*** Information given Section Begins ***

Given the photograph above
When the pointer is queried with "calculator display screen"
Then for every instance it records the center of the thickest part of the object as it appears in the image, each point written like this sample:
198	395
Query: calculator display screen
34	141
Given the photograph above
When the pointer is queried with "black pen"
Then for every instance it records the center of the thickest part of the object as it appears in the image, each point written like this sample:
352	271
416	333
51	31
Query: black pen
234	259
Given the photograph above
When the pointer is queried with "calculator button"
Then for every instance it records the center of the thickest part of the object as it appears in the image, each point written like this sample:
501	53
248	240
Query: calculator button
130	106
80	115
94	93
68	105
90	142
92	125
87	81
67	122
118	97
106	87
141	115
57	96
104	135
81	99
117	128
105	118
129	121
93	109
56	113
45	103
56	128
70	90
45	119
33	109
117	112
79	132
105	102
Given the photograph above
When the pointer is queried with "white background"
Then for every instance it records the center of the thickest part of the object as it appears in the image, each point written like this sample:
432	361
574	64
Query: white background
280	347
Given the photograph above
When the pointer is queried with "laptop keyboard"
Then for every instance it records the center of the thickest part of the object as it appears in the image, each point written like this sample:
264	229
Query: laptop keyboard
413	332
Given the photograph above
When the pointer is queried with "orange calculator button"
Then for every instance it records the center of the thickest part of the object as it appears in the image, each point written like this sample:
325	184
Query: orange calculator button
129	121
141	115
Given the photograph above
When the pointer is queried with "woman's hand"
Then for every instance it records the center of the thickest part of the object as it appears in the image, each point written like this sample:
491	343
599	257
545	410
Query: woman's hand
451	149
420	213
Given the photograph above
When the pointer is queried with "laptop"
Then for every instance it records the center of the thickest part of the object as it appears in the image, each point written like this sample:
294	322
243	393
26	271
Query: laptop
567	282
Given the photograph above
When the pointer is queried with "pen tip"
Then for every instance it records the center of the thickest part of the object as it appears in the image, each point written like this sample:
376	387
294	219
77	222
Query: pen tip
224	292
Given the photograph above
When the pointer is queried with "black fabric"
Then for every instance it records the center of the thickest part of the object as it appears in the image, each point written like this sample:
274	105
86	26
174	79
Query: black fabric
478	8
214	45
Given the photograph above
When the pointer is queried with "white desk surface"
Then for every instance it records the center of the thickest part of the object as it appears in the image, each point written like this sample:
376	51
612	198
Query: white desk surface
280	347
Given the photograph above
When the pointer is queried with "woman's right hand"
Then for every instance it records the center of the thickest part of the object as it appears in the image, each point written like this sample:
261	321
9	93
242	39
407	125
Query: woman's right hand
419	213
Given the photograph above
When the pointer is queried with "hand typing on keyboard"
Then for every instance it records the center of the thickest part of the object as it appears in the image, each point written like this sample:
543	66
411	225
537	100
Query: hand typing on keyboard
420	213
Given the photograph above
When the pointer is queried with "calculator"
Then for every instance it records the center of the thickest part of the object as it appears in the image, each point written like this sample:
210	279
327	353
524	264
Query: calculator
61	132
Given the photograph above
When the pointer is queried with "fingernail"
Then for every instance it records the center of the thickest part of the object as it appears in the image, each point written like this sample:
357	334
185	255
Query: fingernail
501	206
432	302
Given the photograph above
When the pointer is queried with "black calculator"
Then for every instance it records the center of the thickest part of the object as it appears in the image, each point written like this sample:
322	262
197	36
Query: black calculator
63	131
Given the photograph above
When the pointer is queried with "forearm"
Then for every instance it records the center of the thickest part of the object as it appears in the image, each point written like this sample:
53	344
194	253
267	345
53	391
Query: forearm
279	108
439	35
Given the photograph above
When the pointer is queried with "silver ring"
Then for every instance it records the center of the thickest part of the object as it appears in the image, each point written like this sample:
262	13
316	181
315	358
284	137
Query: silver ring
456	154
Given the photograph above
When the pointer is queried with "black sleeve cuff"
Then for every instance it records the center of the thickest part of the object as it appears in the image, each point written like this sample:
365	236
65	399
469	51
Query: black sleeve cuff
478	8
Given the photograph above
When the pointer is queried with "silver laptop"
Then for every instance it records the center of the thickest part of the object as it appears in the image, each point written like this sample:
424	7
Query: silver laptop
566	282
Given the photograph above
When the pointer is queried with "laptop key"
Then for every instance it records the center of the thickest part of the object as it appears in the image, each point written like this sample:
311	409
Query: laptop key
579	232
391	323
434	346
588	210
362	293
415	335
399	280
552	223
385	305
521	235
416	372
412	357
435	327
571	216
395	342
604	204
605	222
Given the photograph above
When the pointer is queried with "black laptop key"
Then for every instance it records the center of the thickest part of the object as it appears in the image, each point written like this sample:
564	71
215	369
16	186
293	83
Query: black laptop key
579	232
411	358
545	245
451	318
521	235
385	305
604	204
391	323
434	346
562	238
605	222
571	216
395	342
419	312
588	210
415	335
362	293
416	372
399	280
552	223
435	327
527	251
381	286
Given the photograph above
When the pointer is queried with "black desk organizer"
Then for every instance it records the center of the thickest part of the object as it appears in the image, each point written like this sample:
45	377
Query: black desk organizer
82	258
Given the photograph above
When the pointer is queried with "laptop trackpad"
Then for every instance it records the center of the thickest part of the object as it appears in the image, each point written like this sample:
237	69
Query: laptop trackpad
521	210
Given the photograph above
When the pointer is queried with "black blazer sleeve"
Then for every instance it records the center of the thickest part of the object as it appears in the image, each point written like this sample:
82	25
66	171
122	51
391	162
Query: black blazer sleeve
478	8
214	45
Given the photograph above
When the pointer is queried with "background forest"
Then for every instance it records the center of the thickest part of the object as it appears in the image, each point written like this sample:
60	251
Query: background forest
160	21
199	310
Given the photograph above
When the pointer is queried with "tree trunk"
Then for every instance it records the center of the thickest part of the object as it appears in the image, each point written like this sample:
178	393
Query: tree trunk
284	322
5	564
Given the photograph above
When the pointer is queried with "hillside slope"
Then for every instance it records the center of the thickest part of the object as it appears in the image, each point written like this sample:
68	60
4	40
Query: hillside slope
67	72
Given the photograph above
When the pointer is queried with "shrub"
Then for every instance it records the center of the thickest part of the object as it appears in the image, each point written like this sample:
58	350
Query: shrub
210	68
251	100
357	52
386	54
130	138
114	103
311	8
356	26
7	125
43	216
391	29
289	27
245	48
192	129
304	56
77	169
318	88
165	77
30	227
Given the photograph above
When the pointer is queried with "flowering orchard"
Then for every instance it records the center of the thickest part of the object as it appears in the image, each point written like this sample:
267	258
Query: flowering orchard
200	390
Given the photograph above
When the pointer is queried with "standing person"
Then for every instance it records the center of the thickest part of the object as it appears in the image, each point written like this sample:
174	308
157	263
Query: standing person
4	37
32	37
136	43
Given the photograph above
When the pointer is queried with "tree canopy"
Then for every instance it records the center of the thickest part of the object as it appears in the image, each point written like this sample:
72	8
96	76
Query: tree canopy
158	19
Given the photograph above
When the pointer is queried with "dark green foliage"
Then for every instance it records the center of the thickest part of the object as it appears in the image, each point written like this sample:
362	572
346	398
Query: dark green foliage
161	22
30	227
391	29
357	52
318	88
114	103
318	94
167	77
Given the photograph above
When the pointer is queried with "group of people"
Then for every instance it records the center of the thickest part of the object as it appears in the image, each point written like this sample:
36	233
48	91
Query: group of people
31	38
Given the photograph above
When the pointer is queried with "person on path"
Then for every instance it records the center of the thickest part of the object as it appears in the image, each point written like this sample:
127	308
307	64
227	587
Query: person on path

*** Information given Section Ends ***

_How to complete this task_
Give an exact repetition of all the material.

_Solution for this task_
Given the photograph above
When the pointer is queried with "calculator display screen"
Then for every instance it records the center of the thickest part of the object as it appears in the image, each point written like this sample:
198	395
Query: calculator display screen
34	141
Given the photograph above
When the pointer is queried with "black pen"
Then for every instance it records the center of the thickest part of the object as it appears in the image, each point written like this sample:
352	271
416	333
51	31
Query: black pen
234	259
Given the photograph above
When the pointer is queried with "calculator button"
Then for every instance it records the center of the thickest part of the object as it appears in the image, each point written like this sample:
501	53
248	240
Query: calculator button
130	106
80	115
94	93
68	105
90	142
92	125
87	81
67	122
118	97
106	87
141	115
57	96
104	135
81	99
117	128
105	118
129	121
93	109
56	113
45	103
56	128
70	90
45	119
33	109
117	112
79	132
105	102
Given the photograph above
When the pointer is queried with "white background"
Then for every instance it records the center of the thickest part of the object as it appears in the image, each point written like this sample:
432	361
574	64
Query: white background
280	347
Given the photograph above
When the pointer is queried with "laptop keyboard"
Then for every instance it records the center of the thickest part of the object as it appears in the image, each point written like this sample:
264	229
Query: laptop keyboard
413	332
Given the photograph above
When the pointer is queried with "orange calculator button"
Then for every instance it records the center of the thickest part of the object as it appears in the image, each point written like this sample:
325	184
Query: orange calculator button
129	121
141	115
Given the photograph above
When the pointer is queried with "woman's hand"
Then for every instance it records the center of the thickest part of the object as it appears in the image, each point written like this sample:
491	343
599	257
545	410
Query: woman's hand
451	149
420	213
Given the photograph above
When the pointer is queried with "laptop"
Then for every instance it records the center of the thickest part of the object as it appears in the image, each point written like this sample:
294	322
243	393
26	271
Query: laptop
567	282
Given the photograph above
When the pointer is queried with "pen tip"
Then for every instance it records the center of the thickest part of the object as it appears in the image, each point written like this sample:
376	387
294	219
77	222
Query: pen tip
224	292
Given the photograph above
When the pointer is queried with "black fabric"
Then for every instance it records the center of the thickest part of the object as it appears in the image, each point written like this sample:
274	105
86	26
174	79
Query: black fabric
478	8
214	45
Given the photograph above
When the pointer is queried with "white desk surface"
Then for every instance it records the center of the thickest part of the object as it appears in the image, each point written like this sample:
376	51
612	198
Query: white desk surface
280	347
Given the photograph above
When the pointer is queried with "woman's right hand"
Then for every instance it records the center of the thickest part of the object as it appears in the image, each point written like this sample:
261	321
9	93
242	39
407	125
Query: woman's right hand
419	213
Given the photograph above
When the pointer is queried with "hand typing on keyboard"
Then for every instance it records the center of the thickest part of the object as it appears in the image, each point written like this sample:
543	66
411	225
537	100
Query: hand typing on keyboard
420	213
Given the photograph above
When the pointer is queried with "calculator"
Then for every instance it records the center of the thickest part of the object as it appears in the image, each point written like this sample:
210	279
327	353
524	264
Query: calculator
61	132
Given the photograph above
When the pointer is queried with "fingernail"
Then for every instance it records the center of the thickest part of the object as it appears in the image, each point written like this sample:
357	334
185	255
Query: fingernail
501	206
432	302
Given the photograph above
When the pointer is queried with "black calculator"
Then for every instance it records the center of the thickest part of the object as it appears in the image, each point written like this sample:
322	262
197	36
Query: black calculator
63	131
Given the photograph above
When the pointer is queried with "forearm"
Then for every instance it records the center of the thickest part of the object as it appears in the image, each point written like this sample:
53	344
194	253
267	345
53	391
Query: forearm
279	108
439	35
Given the photograph above
When the pointer is queried with "silver ring"
Then for every instance it records the center of the thickest part of the object as it appears in the image, each point written like this sample:
262	13
316	181
315	358
284	137
Query: silver ring
456	154
Given the photograph above
When the pointer is queried with "black sleeve cuff"
Then for every instance it records the center of the thickest part of the object as it appears in the image, each point written like this sample:
365	236
65	399
469	51
Query: black sleeve cuff
478	8
Given the photograph above
When the pointer is queried with "silver laptop"
Then for every instance it records the center of the thickest part of the object as it appears in the image, each point written like this sample:
424	7
Query: silver laptop
566	282
Given the photograph above
When the pointer is queried with "laptop key"
Then for every instance it records the center of the thickest part of the object as it appears in the image, each point written like this sample:
311	409
Query: laptop key
579	232
391	323
434	346
588	210
362	293
415	335
399	280
552	223
385	305
521	235
416	372
412	357
435	327
571	216
395	342
604	204
605	222
Given the photograph above
When the pointer is queried with "black laptop key"
Then for every instance it records the center of the thickest part of the object as it appears in the image, each point written like this sample:
564	71
215	369
16	186
293	83
Query: black laptop key
579	232
411	358
545	245
451	318
521	235
385	305
604	204
391	323
434	346
562	238
605	222
571	216
395	342
419	312
588	210
415	335
362	293
416	372
399	280
552	223
435	327
527	251
381	286
Given the photograph above
When the pointer is queried with "black desk organizer"
Then for every instance it records the center of the thickest part of the object as it appears in the image, each point written like this sample:
45	377
Query: black desk organizer
82	258
Given the photograph above
When the pointer is queried with "laptop trackpad"
Then for every instance it records the center of the thickest part of the object as it appears in the image, each point written like this sample:
237	69
Query: laptop trackpad
521	210
Given the photograph above
When the pointer is queried with "black blazer sleeve"
Then for every instance it records the center of the thickest part of the object as it appears in the image, each point written like this sample:
82	25
66	171
122	51
391	162
Query: black blazer sleeve
478	8
214	45
Given the photograph above
When the pointer is queried with "background forest"
Then for every instance it records the center of the thickest part of the object as it appears in the image, each point written like this sample:
60	251
Query: background forest
160	21
199	310
Given the photograph above
When the pointer is queried with "tree trunk"
Then for every instance it records the center of the thickest part of the object as it appears in the image, each point written like this sample:
178	393
Query: tree trunk
284	322
5	564
Given the photograph above
When the pointer is queried with "hillside slope"
Then for every instance it records the center of the thickest part of the object as it appears in the image, each point written like this sample:
68	60
4	40
Query: hillside slope
67	72
Given the photograph above
When the pointer is queried with "shrub"
Then for every instance it records the center of the thickest part of the object as it appears in the image, each point written like this sample:
58	350
Query: shrub
210	68
251	100
357	52
386	54
130	138
114	103
311	8
356	26
7	125
43	216
391	29
289	27
245	48
192	129
304	56
77	169
318	88
165	77
30	227
Given the photograph above
When the pointer is queried with "flowering orchard"
Then for every instance it records the center of the thickest part of the object as it appears in the image, each point written like this sample:
267	258
Query: flowering orchard
200	390
Given the photograph above
When the pointer is queried with "standing person"
Then for every instance it records the center of the thickest part of the object as it appears in the image, each point written like this sample:
174	308
157	263
Query: standing person
4	37
32	37
136	43
Given the photograph above
When the pointer is queried with "tree canopy"
Then for every instance it records the center of the thickest part of the object as it appears in the image, each point written like this sample:
72	8
96	76
Query: tree canopy
158	19
Given the photograph above
When the pointer is queried with "dark green foliage"
Then for every instance it records the center of the thickest part of the object as it appears in the image, each point written like this sample:
362	572
346	398
Query: dark green foliage
161	22
30	227
391	29
357	52
318	88
114	103
318	94
167	77
Given the photograph above
When the pointer is queried with "group of people"
Then for every instance it records the center of the thickest part of the object as it appears in the image, each point written like this sample:
36	233
48	91
Query: group of people
31	38
Given the photograph above
When the pointer is queried with "person on path"
Then for every instance it records the center of the thickest part of the object as it appears in the image, each point written like this sample:
127	308
307	64
227	587
Query: person on path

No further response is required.